▶ [TASKS AND EXERCISES]
[1] Quote the online softmax text word for word, everything from "Each K/V tile" down to "they are accumulated.".
[2] Answer these from the online softmax text, one line each:
(a) Which three running quantities are kept while streaming over blocks?
(b) What does stable softmax for one row normally require knowing?
(c) During backward, which full matrices do we not want to have saved?

Accumulating the partial output

For one query block, each K/V block gives a partial contribution to the final output.

Handwritten FlashAttention partial sum diagram showing output accumulation across K/V blocks

Each K/V tile contributes part of the final weighted sum. These partial contributions are rescaled with the running max and denominator before they are accumulated.

If the softmax denominator were not a problem, this would be easy:

\[O_i = \sum_j P_{ij}V_j\]

Split over K/V blocks:

\[O_i = \sum_{j \in \text{block 0}} P_{ij}V_j + \sum_{j \in \text{block 1}} P_{ij}V_j + \cdots\]

Q: The tiling makes sense, but how do we resolve the softmax? The accumulation story works if $P$ is already known. But $P_{ij}$ depends on the row-wise maximum and denominator across all K/V blocks, so softmax seems to require access to the entire row. How can we stream through blocks and still get the same softmax as if we had seen the whole row at once?

Safe / online softmax

Normally, stable softmax for one row is:

\[\operatorname{softmax}(x_j) = \frac{e^{x_j - m}}{\sum_t e^{x_t - m}}, \quad m = \max_t x_t\]

This requires knowing the max of the entire row.

But suppose the row is split into tile A and tile B.

Tile A has max $m_A$. Tile B has max $m_B$. The global max is:

\[m = \max(m_A, m_B)\]

If we processed tile A first using $m_A$, and later discover that $m_B$ is larger, the old tile A values were normalized with the wrong max. But this is fixable.

For an old value $x$ from tile A:

\[e^{x - m} = e^{x - m_A} \cdot e^{m_A - m}\]

That tiny rescaling term is the whole trick:

\[e^{m_\text{old} - m_\text{new}}\]

So as we stream over blocks, we keep:

\[m_i = \text{running row max}\] \[\ell_i = \text{running denominator}\] \[u_i = \text{running unnormalized output numerator}\]

When a new block arrives:

\[m_\text{new} = \max(m_\text{old}, m_\text{block})\]

Rescale the old denominator and numerator:

\[\ell_\text{new} = e^{m_\text{old}-m_\text{new}}\ell_\text{old} + \sum_{j \in \text{block}} e^{s_j - m_\text{new}}\] \[u_\text{new} = e^{m_\text{old}-m_\text{new}}u_\text{old} + \sum_{j \in \text{block}} e^{s_j - m_\text{new}}v_j\]

At the end:

\[O_i = \frac{u_i}{\ell_i}\]

That is the safe softmax trick in the streaming/tiled setting.

Connecting forward and backward with LSE

During backward, we do not want to have saved the full $S$ and $P$ matrices.

But we still need to recover $P$ blocks, because the gradient equations depend on softmax probabilities.

So what do we save?

▶ [RECORDED INFORMATION]
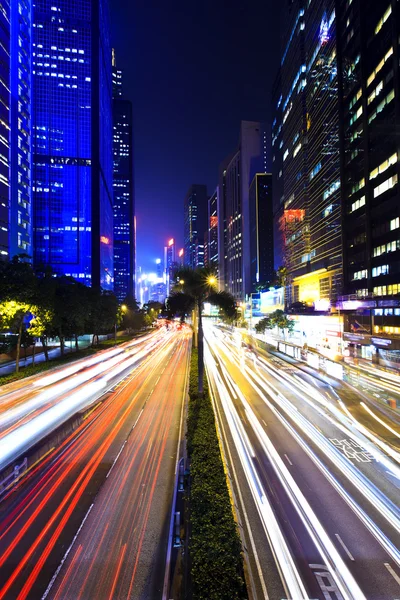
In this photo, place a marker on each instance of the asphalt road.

▶ [EXPECTED RESPONSES]
[1]
Each K/V tile contributes part of the final weighted sum. These partial contributions are rescaled with the running max and denominator before they are accumulated.

[2]
(a) The running row max, the running denominator and the running unnormalized output numerator.
(b) The max of the entire row.
(c) The full $S$ and $P$ matrices.